_TASK PROMPT_: Update the entries below by replacing every "innermost" with "most central". Leave everything else unchanged.

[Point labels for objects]
START
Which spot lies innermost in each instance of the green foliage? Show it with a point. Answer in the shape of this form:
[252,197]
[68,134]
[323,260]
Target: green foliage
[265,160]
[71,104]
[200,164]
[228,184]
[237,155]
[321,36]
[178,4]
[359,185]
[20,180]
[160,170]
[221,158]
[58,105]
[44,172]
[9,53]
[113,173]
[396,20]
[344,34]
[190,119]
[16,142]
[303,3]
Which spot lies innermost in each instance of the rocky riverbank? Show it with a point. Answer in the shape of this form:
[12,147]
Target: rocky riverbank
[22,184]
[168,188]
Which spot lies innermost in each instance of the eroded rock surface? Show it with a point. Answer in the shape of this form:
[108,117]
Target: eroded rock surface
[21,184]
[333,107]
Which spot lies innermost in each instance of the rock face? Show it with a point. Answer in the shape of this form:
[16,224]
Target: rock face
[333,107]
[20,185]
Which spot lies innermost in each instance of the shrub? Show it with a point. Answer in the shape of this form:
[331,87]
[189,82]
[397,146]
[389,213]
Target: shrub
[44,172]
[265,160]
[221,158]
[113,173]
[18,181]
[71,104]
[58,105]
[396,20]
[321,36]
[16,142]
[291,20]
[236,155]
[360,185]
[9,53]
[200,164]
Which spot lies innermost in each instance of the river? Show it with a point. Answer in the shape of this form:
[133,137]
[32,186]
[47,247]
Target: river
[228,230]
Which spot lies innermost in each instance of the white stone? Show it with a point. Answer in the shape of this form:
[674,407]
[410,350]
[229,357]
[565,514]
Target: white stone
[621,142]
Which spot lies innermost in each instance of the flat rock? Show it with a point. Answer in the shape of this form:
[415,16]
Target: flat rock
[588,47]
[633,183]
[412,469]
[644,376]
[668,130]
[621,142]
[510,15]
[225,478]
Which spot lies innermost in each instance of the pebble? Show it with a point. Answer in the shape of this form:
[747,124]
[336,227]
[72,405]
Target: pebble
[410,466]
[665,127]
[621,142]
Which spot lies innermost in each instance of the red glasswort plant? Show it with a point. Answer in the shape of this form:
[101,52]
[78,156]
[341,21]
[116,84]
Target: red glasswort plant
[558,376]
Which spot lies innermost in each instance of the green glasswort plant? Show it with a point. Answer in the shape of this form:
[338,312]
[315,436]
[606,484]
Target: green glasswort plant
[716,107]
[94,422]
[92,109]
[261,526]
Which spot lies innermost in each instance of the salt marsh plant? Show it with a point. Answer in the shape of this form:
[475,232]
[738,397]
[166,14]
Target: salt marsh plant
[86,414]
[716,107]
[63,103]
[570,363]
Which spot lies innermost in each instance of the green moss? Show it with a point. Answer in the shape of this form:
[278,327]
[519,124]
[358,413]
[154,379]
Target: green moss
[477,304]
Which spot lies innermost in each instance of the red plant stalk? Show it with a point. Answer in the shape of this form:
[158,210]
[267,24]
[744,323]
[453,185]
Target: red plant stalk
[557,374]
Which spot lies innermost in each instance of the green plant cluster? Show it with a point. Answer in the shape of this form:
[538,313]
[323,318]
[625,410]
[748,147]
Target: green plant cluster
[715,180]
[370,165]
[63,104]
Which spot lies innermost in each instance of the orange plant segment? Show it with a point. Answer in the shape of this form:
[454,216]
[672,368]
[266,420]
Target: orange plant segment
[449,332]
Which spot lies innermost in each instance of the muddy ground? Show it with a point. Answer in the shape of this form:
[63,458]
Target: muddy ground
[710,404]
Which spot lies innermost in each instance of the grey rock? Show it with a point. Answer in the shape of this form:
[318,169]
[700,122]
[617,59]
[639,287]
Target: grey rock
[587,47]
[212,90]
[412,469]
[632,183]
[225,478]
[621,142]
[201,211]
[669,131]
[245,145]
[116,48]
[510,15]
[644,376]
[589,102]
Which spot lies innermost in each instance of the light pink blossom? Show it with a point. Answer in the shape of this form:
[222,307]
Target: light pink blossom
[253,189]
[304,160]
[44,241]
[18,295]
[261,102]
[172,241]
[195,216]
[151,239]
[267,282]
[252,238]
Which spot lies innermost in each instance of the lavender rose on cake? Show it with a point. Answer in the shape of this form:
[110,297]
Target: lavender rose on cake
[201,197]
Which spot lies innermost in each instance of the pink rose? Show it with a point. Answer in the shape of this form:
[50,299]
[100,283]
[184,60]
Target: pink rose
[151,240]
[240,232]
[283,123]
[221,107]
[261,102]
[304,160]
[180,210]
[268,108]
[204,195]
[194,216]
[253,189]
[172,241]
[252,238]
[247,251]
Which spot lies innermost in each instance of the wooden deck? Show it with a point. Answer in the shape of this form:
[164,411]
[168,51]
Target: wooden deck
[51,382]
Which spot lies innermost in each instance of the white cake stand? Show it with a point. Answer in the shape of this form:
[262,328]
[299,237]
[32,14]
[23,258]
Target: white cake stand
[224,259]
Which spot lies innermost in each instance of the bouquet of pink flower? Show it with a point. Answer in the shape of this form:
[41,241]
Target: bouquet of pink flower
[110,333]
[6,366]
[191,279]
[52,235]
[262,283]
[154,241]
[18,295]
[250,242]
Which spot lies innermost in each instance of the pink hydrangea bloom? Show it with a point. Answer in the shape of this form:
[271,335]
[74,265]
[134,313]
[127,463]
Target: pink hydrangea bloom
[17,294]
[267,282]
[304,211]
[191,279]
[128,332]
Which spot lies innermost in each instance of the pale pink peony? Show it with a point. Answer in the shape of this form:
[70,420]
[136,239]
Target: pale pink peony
END
_SOLUTION TO THIS EXERCISE_:
Which spot lies most central in each instance of the green foliage? Show it with a point. Answer in the shape of this form:
[252,197]
[68,134]
[323,260]
Target: green foliage
[265,160]
[71,104]
[200,164]
[228,184]
[237,155]
[321,36]
[178,4]
[359,185]
[20,180]
[160,170]
[221,158]
[58,105]
[44,172]
[9,53]
[113,173]
[396,20]
[344,34]
[190,119]
[16,142]
[303,3]
Which spot lies most central in each instance of the rocky riverbank? Show it with a point. Answer in the shape of this form:
[12,147]
Target: rocky riverbank
[22,184]
[168,188]
Which spot lies most central in each instance of the eroded rock surface? Show it with a point. Answer in the shape of this form:
[108,117]
Target: eroded rock surface
[21,184]
[333,107]
Which spot lies most central in each instance of the rock face? Show it with a point. Answer in the shape of this form:
[16,224]
Target: rock face
[333,107]
[20,185]
Which spot lies most central in each instance of the shrub? Show it with a point. Answer in the shape of this form:
[331,87]
[189,82]
[397,146]
[389,213]
Target: shrub
[44,172]
[265,160]
[221,158]
[113,173]
[18,181]
[71,104]
[58,105]
[396,20]
[321,36]
[16,142]
[291,20]
[236,155]
[360,185]
[9,53]
[200,164]
Which spot lies most central in each instance of the river? Show it with a point. Answer in the shape of this form:
[133,137]
[32,186]
[47,247]
Target: river
[228,230]
Which spot lies most central in each instance of the white stone? Show it with a point. Answer in the shape of this form:
[674,407]
[410,350]
[229,357]
[565,514]
Target: white stone
[621,142]
Which spot lies most central in each instance of the flat rock? Show it with a point. Answer in the shape of this form:
[415,16]
Target: flat rock
[588,47]
[633,183]
[412,469]
[644,376]
[668,130]
[621,142]
[510,15]
[225,478]
Which spot lies most central in each instance of the pebble? Show it with a point. Answer in the shape of this form:
[747,124]
[336,227]
[72,405]
Target: pebble
[410,466]
[665,127]
[621,142]
Which spot lies most central in each instance of the red glasswort plant? Show it with a point. Answer in the shape of this form:
[101,52]
[78,156]
[341,21]
[116,84]
Target: red glasswort plant
[558,376]
Which spot lies most central in each instance of the green glasswort plant? Show it with a point. Answer in the shape of this form:
[338,312]
[315,436]
[606,484]
Target: green glasswort plant
[716,107]
[94,422]
[92,109]
[261,526]
Which spot lies most central in each instance of the salt marsh plant? Show it with a point. Answer in the shape of this form:
[475,232]
[738,397]
[166,14]
Target: salt marsh plant
[86,414]
[716,107]
[63,103]
[570,363]
Which spot lies most central in each instance of the green moss? Show it with a point. Answer in the shape of this form:
[278,327]
[519,124]
[358,413]
[154,379]
Target: green moss
[477,304]
Which spot lies most central in each instance of the red plant stalk? Show it with a point. Answer in the shape of this form:
[158,210]
[267,24]
[744,323]
[453,185]
Target: red plant stalk
[557,374]
Which spot lies most central in each instance of the green plant cluster? Show it with a point. Answer in the shape of this form:
[538,313]
[323,318]
[625,410]
[748,147]
Target: green plant cluster
[715,180]
[370,165]
[63,104]
Which spot lies most central in each instance of the orange plant segment? Show it with a point. Answer in the shape of this form:
[454,216]
[672,368]
[266,420]
Target: orange plant segment
[449,332]
Which spot lies most central in each instance of the muddy ground? Show it with a point. Answer in the shape of this form:
[63,458]
Target: muddy ground
[710,404]
Which spot lies most central in each instance of the grey rock? Show it with a point. Answer in the shape of this form:
[318,169]
[700,122]
[617,59]
[639,287]
Target: grey rock
[587,47]
[212,90]
[412,469]
[632,183]
[225,478]
[621,142]
[201,211]
[669,131]
[245,145]
[116,48]
[510,15]
[644,376]
[589,102]
Which spot lies most central in each instance of the light pink blossom? Show it with a point. Answer in the shape of this form:
[222,307]
Target: light pink blossom
[253,189]
[304,160]
[44,241]
[18,295]
[261,102]
[172,241]
[195,216]
[151,239]
[267,282]
[252,238]
Which spot lies most central in each instance of the lavender rose on cake? Show it with a point. Answer in the shape of this form:
[110,297]
Target: lavender rose on cake
[201,197]
Which spot lies most central in each instance of the pink rose? Show it with a point. Answer in the shape of this form:
[50,299]
[100,283]
[184,60]
Target: pink rose
[151,240]
[240,232]
[283,123]
[221,107]
[261,102]
[304,160]
[180,210]
[268,108]
[204,195]
[194,216]
[253,189]
[172,241]
[252,238]
[247,251]
Which spot lies most central in each instance of the wooden deck? Show it with a point. Answer in the shape of this form:
[164,411]
[168,51]
Target: wooden deck
[51,382]
Which spot lies most central in each instance of the white cake stand? Show it with a point. Answer in the shape of this form:
[262,328]
[299,237]
[32,14]
[23,258]
Target: white cake stand
[224,259]
Which spot lies most central in each instance of the bouquet of pink flower? Show it with a point. Answer in the shape of this form:
[41,241]
Target: bouquet of pink flower
[110,333]
[6,366]
[191,279]
[52,235]
[262,283]
[154,241]
[18,295]
[250,242]
Which spot lies most central in each instance of the pink hydrangea bloom? Show it with a point. Answer in the shape of this form:
[271,335]
[74,265]
[134,313]
[127,463]
Target: pink hydrangea bloom
[17,294]
[267,282]
[304,211]
[191,279]
[128,332]
Which spot lies most central in each instance of the pale pink peony? Show it with a point. Answer in the shape of this form:
[70,420]
[136,239]
Target: pale pink peony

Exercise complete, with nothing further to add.